You’ve been in the market for a new home, but for one reason or another, none of the homes on the market match your vision of the right home for yourself and your family. Rather than settle for something that is less than what you need or wants in a home, many people in this position opt to skip buying the existing homes altogether and instead start the process of finding the perfect piece of land to build the home of their choosing.
The commitment to purchase land should never be made without a lot of consideration. I can honestly say that buying land and building the home of your dreams or turning a land purchase into a sound investment is a life experience that you will never forget. As with most things, including buying an existing home, there are ups and downs (way more ups than downs, I promise!), so it is important that you learn as much as you can about the process, what to expect, and the pitfalls to avoid in order to make the land buying process as smooth as possible.
Location, Location, Location
One of the most important, if not the most important factor in your land purchase, is where your home will be. The location of your home is an investment in the property, the potential value of your land, how that property will serve you and your family, and of course, what you will see when you open up your curtains and front door.
It can be difficult to imagine what your land will look like not only when it’s completed, but when there is a neighborhood built up around it, but you should still consider how future building both right near your home and in the surrounding area will impact your location.
If you are buying into an existing community, this is much easier, but be sure to look at the zoning around the property you’re considering so you can be sure that your future home site will be what you want it to be both now and in the future.

## Activities
**1.** From the article on buying land, echo the passage starting at "The commitment to" and ending at "smooth as possible.".
**2.** Condense the paragraph of the article on buying land that begins "One of the most important" into a short list, keeping its main facts.

## Information supplied
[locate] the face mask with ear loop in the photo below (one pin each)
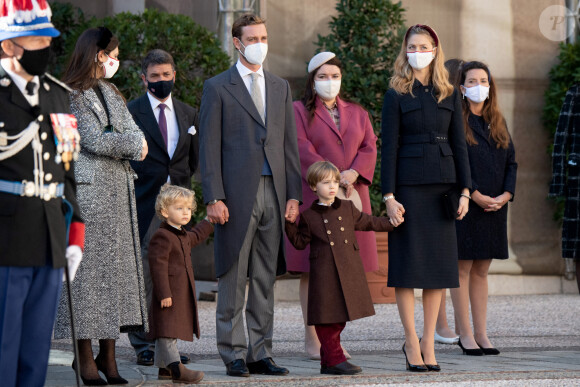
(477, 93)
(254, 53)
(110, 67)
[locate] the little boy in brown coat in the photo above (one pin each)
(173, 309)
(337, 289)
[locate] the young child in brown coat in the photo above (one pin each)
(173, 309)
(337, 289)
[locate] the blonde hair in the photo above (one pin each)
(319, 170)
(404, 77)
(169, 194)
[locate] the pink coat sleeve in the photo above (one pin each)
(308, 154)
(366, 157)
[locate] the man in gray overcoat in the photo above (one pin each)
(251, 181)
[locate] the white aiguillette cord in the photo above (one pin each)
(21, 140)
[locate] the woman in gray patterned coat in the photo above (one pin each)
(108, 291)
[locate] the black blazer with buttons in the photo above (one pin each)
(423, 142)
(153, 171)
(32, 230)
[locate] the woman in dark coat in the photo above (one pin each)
...
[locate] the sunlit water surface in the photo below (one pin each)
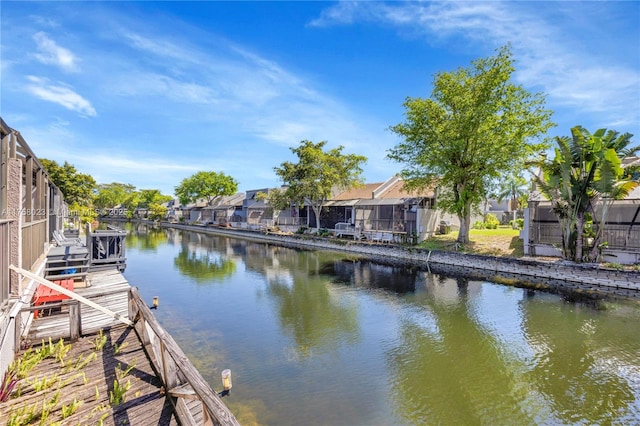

## Activity answers
**1.**
The commitment to purchase land should never be made without a lot of consideration. I can honestly say that buying land and building the home of your dreams or turning a land purchase into a sound investment is a life experience that you will never forget. As with most things, including buying an existing home, there are ups and downs (way more ups than downs, I promise!), so it is important that you learn as much as you can about the process, what to expect, and the pitfalls to avoid in order to make the land buying process as smooth as possible.

**2.**
Location is one of the most important factors in buying land, perhaps the most important. Where your home will be affects:
- your investment in the property
- the potential value of your land
- how the property will serve you and your family
- what you will see when you open your curtains and front door